## What you need to do
(A) In the profile of the Brewer-Garrett president below, rewrite the paragraph beginning "Joseph started with the company in 1982" as a short bulleted list that keeps its main facts.
(B) Answer these questions from the profile of the Brewer-Garrett president below.
(i) Which three things does Joseph say you need?
(ii) Where was his first office?
(iii) What dollar amounts did he give for the service contracts he was writing?

** Start Quoted text **

The former collegiate wrestler who is president and CEO of The Brewer-Garrett Co., a mechanical services and systems firm, has your attention at all times while making his points about the importance of people to the success of his organization. To him, he's the coach, the employees are his star athletes and the championship match with the competition is in full swing.
He gestures and raises his voice to near-shouting levels to drive his points home, and there is no mistaking that he believes in everything he says and does and in what it takes to succeed.
"You need people, programs and technology," says Joseph. "You find the best people, you provide them with the resources and tools they need - the program - so they have them in their arsenal, and you have to provide the best products to the clients because they deserve the best every time. With technology, you need to invest in tomorrow today."
Joseph is always in that near-frenzy athletes work themselves into before a big match, and he has little tolerance for those with no work ethic or ambition to accomplish great things.
"The faint of heart need not apply," he says.
He has surrounded himself with people who have similar traits and whom he trusts. His strategy is to provide an environment that quality people will be attracted to and thrive in, thus propelling the entire organization forward. He wants everyone thinking about growth.
Joseph started with the company in 1982 as a sales rep heading up the newly created service division. Brewer-Garrett at that time was a small, $4 million company. He steadily moved up through the ranks and was named president in 1991. By 1992, he was the sole owner of the company. This year, he expects it to do more than $50 million in revenue.
Some of his early experiences with the company formed the basis for what his vision is today.
His first office was in the basement of an old building on Scranton Road in the Flats. It was cold, there were bars on the window and he was located next to the furnace.
Joseph learned that creating a good environment was part of keeping people motivated about coming to work. In selling service contracts rather than construction contracts, he learned the value of long-term relationships and the importance of good people.
The early years
Even before becoming president, Joseph noticed problems with how the company was doing business. There was too much focus on short-term, one-time contracts and not enough focus on building relationships.
"I was writing $1,000 and $2,000 service contracts," says Joseph. "The others were talking about $50,000 and $100,000 construction jobs. They always said my sales didn't even pay the taxes on their contracts."
His vision was that selling low-cost service contracts that build relationships with people will ultimately lead to high-dollar construction contracts. That commitment to building relationships rather than getting the quick sale paid off, and today, it is a key part of everything Brewer-Garrett does.
"Everything is based on relationships," says Joseph. "I got to know people - really got to know them. I like to do that with my clients and prospective clients. I care about more than just the one hour we are doing business. I want to know about their lives, their trials and tribulations, their ups and downs.

** End Quoted text **
** Start Provided records **

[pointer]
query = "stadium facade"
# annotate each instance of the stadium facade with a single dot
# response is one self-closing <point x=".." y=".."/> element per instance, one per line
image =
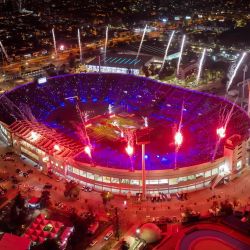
<point x="53" y="150"/>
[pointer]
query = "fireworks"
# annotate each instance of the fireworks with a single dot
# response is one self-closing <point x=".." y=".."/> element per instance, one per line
<point x="142" y="39"/>
<point x="179" y="61"/>
<point x="106" y="43"/>
<point x="110" y="108"/>
<point x="4" y="51"/>
<point x="54" y="41"/>
<point x="235" y="70"/>
<point x="79" y="43"/>
<point x="166" y="52"/>
<point x="178" y="138"/>
<point x="200" y="66"/>
<point x="87" y="150"/>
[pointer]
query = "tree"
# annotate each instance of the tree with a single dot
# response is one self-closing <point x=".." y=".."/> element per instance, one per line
<point x="19" y="211"/>
<point x="45" y="199"/>
<point x="47" y="245"/>
<point x="72" y="190"/>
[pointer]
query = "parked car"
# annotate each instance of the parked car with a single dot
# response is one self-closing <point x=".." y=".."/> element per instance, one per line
<point x="92" y="243"/>
<point x="93" y="227"/>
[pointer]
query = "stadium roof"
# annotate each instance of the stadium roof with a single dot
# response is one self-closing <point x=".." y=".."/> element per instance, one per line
<point x="122" y="61"/>
<point x="46" y="139"/>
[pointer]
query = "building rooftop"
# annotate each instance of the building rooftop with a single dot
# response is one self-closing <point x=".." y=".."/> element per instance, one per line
<point x="122" y="61"/>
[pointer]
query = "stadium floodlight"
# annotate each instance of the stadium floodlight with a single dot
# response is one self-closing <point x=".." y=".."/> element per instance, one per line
<point x="221" y="132"/>
<point x="130" y="150"/>
<point x="178" y="138"/>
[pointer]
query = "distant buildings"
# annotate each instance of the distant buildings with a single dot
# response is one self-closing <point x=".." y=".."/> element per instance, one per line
<point x="120" y="63"/>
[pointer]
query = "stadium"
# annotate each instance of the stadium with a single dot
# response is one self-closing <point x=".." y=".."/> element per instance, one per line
<point x="80" y="127"/>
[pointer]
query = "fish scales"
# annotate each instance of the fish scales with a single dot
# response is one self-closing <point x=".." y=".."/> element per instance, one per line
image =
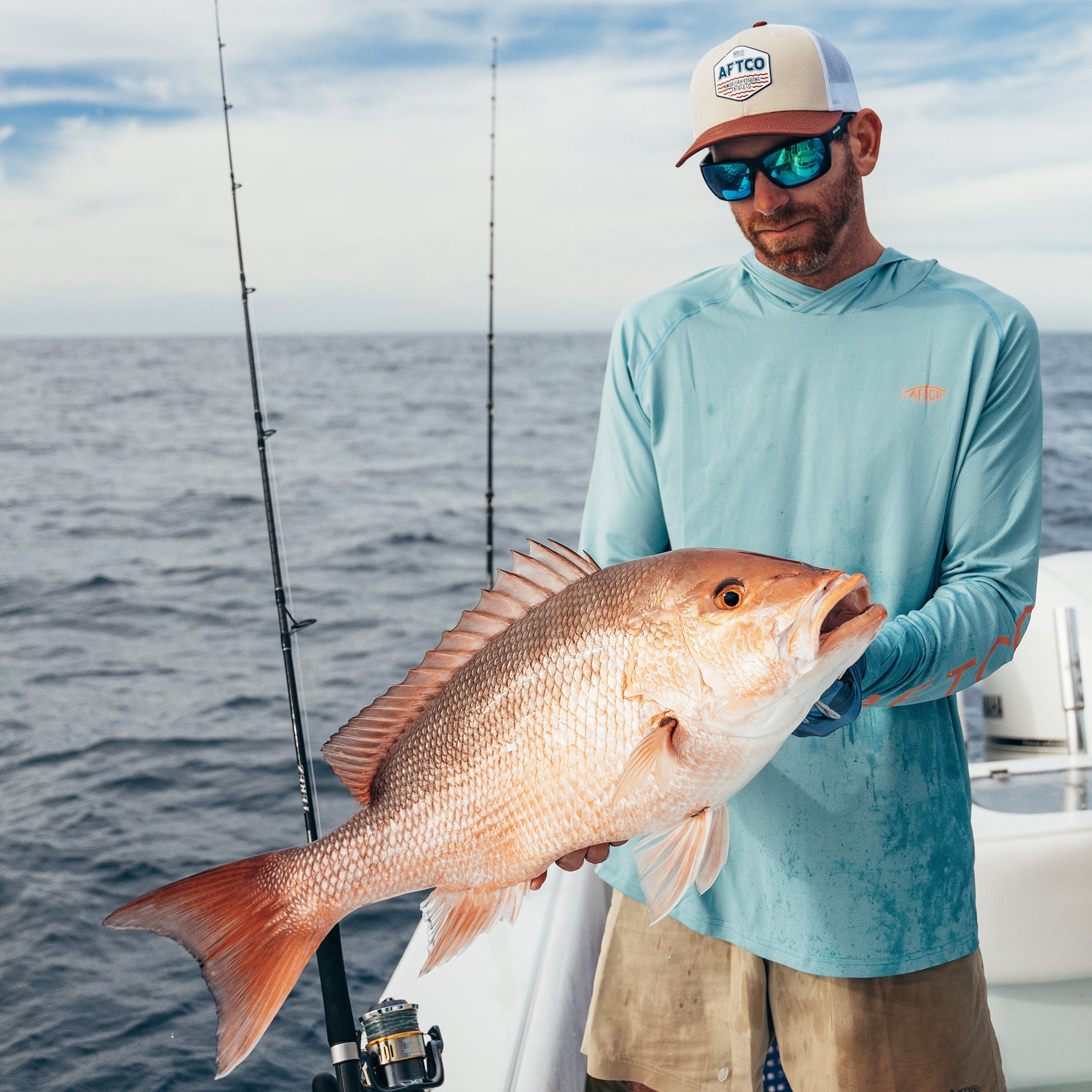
<point x="573" y="707"/>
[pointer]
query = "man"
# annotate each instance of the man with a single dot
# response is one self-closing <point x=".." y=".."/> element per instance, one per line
<point x="835" y="402"/>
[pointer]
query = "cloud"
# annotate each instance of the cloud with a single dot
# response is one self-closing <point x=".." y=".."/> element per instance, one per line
<point x="362" y="139"/>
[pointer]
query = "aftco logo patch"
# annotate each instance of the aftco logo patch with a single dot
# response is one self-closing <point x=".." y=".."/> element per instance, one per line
<point x="742" y="73"/>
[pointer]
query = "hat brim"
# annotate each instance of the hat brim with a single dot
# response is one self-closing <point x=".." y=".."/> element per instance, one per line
<point x="777" y="123"/>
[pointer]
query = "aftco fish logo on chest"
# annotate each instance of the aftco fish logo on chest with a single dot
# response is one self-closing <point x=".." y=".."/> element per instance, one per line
<point x="742" y="73"/>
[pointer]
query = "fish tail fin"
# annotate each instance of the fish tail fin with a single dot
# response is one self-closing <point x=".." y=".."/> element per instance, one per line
<point x="246" y="928"/>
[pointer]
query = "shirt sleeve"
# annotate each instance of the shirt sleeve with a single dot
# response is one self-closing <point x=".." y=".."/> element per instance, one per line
<point x="990" y="561"/>
<point x="624" y="518"/>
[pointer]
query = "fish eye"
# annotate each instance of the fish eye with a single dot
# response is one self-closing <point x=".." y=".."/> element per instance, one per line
<point x="730" y="594"/>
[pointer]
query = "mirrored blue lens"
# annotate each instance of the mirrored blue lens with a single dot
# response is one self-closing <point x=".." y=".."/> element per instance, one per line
<point x="731" y="181"/>
<point x="797" y="163"/>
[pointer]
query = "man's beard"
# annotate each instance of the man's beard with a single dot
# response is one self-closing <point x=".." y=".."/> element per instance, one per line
<point x="800" y="259"/>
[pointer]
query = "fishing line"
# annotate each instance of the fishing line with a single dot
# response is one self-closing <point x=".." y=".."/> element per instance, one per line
<point x="341" y="1030"/>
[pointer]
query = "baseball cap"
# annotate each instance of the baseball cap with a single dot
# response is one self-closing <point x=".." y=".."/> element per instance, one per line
<point x="770" y="79"/>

** End Provided records **

## Answers for the tasks
(A)
- 1982: Joseph joined as a sales rep leading the newly created service division.
- At the time, Brewer-Garrett was a small, $4 million company.
- 1991: After rising through the ranks, he was named president.
- 1992: He became the company's sole owner.
- This year: He expects revenue of more than $50 million.

(B)
(i) People, programs and technology.
(ii) In the basement of an old building on Scranton Road in the Flats.
(iii) $1,000 and $2,000.